[Point labeling dataset excerpts]
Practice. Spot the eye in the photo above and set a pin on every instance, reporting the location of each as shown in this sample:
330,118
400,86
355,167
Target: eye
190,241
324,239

» **Task objective**
Set out every line of the material above as a numbered list, and skip any blank lines.

» **Written response**
1. Practice. Spot the eye in the photo above and set a pin on every instance, reporting the location of each as shown in this sample:
2. 330,118
3. 400,86
4. 355,167
5. Target: eye
6. 190,241
7. 324,239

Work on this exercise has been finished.